* **Task statement**:
Output the line that contains "If you could spot the black" and every line after it to the end of the entries, with nothing added or left out.

+++

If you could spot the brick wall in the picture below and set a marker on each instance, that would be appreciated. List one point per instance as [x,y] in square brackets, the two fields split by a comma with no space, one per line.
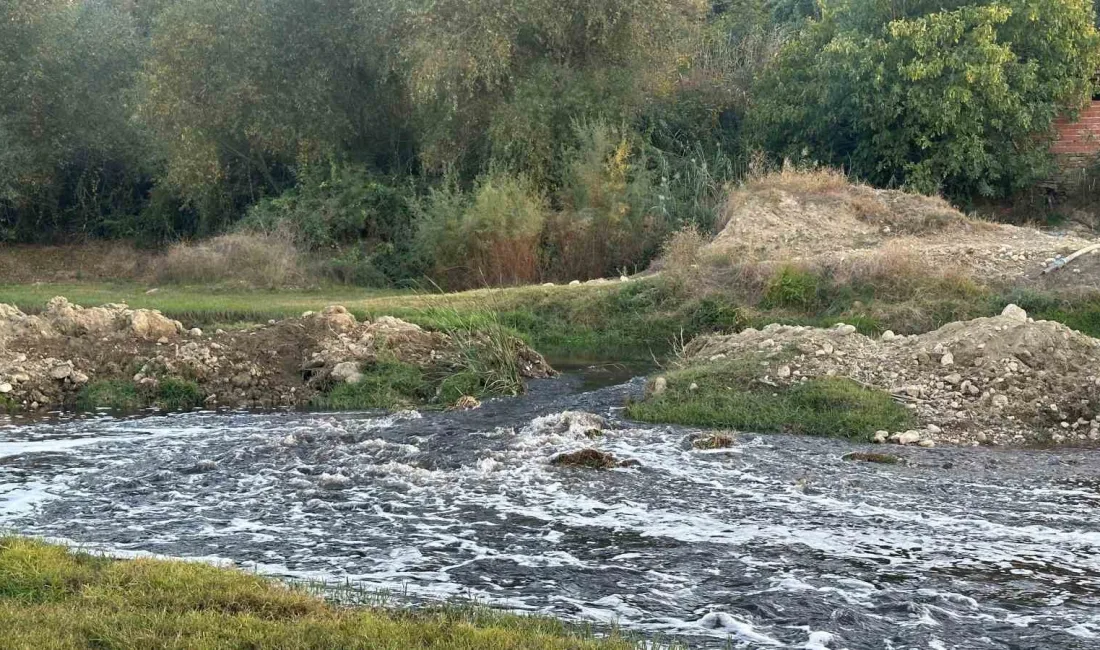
[1078,143]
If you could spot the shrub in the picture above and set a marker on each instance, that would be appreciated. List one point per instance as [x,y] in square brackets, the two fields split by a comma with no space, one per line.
[251,259]
[792,287]
[487,237]
[612,216]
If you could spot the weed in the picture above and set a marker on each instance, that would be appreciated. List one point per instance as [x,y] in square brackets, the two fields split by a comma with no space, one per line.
[883,459]
[175,394]
[114,394]
[726,395]
[51,597]
[389,385]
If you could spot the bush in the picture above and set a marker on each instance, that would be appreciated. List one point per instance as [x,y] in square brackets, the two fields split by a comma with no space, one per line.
[336,206]
[490,235]
[612,217]
[958,99]
[251,259]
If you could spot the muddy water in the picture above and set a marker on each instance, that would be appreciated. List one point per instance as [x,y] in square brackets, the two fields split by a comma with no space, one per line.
[773,543]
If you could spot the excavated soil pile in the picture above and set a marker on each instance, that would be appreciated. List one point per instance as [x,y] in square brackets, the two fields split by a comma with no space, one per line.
[821,219]
[1005,379]
[46,359]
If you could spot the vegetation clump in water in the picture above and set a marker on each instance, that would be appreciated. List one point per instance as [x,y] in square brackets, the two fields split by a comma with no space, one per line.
[122,395]
[726,394]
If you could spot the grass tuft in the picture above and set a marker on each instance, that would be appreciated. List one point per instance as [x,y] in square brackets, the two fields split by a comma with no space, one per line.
[51,597]
[726,396]
[124,396]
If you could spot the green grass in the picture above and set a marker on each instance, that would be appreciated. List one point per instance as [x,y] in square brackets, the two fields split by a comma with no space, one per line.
[626,321]
[389,385]
[125,396]
[52,599]
[727,397]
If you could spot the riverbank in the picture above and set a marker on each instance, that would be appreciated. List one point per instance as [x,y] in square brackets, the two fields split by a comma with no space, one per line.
[53,598]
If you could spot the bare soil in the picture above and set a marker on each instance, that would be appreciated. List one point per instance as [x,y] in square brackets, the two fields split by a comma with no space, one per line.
[46,359]
[821,219]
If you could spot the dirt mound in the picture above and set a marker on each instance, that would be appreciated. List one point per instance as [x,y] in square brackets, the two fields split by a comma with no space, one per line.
[822,219]
[1005,379]
[46,359]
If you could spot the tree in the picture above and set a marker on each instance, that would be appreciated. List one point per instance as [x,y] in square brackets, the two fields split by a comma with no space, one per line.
[959,100]
[70,154]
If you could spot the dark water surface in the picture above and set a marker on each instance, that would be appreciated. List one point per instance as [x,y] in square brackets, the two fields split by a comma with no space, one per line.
[773,543]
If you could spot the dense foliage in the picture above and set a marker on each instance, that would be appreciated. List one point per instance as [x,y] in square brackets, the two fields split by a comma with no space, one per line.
[501,141]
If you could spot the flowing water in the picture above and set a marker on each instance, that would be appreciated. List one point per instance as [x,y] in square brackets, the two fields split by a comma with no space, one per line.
[776,542]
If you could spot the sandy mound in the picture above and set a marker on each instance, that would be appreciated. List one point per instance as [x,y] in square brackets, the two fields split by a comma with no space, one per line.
[47,357]
[820,218]
[1004,379]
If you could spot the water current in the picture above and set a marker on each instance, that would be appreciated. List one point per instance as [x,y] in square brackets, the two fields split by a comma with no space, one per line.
[776,542]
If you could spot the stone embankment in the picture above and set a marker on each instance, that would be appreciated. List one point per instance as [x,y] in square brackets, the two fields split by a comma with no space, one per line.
[1007,379]
[46,359]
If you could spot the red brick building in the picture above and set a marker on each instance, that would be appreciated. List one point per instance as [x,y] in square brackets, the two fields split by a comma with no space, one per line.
[1077,143]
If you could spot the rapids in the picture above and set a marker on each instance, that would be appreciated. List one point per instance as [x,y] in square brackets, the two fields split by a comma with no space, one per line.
[776,542]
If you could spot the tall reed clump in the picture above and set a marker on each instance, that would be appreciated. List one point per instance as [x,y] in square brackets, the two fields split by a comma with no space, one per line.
[251,259]
[611,216]
[490,353]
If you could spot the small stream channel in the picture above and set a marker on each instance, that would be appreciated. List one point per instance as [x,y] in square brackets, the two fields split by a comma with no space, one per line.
[776,542]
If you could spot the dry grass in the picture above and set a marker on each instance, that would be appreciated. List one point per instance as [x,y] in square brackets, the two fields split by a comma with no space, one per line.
[255,260]
[86,262]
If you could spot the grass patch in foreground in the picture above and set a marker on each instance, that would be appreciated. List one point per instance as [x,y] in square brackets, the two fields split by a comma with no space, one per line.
[727,397]
[123,395]
[52,598]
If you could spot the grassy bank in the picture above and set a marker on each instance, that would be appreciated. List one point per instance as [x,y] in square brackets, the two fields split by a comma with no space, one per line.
[52,598]
[624,320]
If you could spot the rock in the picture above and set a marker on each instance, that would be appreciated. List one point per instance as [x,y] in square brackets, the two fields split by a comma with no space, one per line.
[336,318]
[347,372]
[333,481]
[1014,312]
[151,324]
[906,438]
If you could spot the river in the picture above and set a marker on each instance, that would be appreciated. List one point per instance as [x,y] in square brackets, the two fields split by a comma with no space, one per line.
[776,542]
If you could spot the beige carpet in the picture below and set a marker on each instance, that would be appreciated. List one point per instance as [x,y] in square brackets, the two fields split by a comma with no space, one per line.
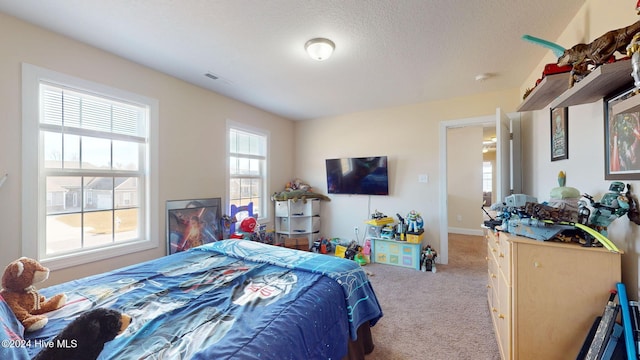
[437,316]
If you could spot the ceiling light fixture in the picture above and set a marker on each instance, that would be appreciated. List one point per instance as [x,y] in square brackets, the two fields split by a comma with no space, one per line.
[319,48]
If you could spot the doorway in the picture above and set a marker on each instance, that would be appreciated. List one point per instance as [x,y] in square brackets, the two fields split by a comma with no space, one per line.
[506,155]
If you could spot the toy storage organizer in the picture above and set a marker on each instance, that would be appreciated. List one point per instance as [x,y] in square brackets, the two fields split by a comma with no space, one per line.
[393,252]
[297,219]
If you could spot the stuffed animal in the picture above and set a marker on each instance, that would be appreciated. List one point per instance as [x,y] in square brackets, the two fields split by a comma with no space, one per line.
[23,298]
[84,337]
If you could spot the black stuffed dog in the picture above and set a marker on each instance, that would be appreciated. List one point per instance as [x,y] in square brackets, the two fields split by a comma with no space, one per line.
[84,337]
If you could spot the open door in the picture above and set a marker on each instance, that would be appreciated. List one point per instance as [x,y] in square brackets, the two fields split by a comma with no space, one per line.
[508,156]
[503,155]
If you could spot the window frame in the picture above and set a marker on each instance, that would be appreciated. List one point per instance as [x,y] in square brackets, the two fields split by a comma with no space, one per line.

+++

* **Answer below**:
If you could spot the black stuffed dog in the picture above and set a marker on each instance, that would be appreciated. List one point per instance as [x,y] in square brackets, the two fields split by a comma with no space, one per line.
[84,337]
If you could spot the open door in the picture above and set a marker on each instance, that would be appreciated. List one point per instance as [x,y] in square brackets, the two fields split by a comma with no space, one per line.
[508,156]
[503,155]
If you could spot the window frame in the picture above and set a marker on each instance, that would be appreciated. List one point per instance as [x,y] in square brackets, the two fields split by a comma with no space, one per line.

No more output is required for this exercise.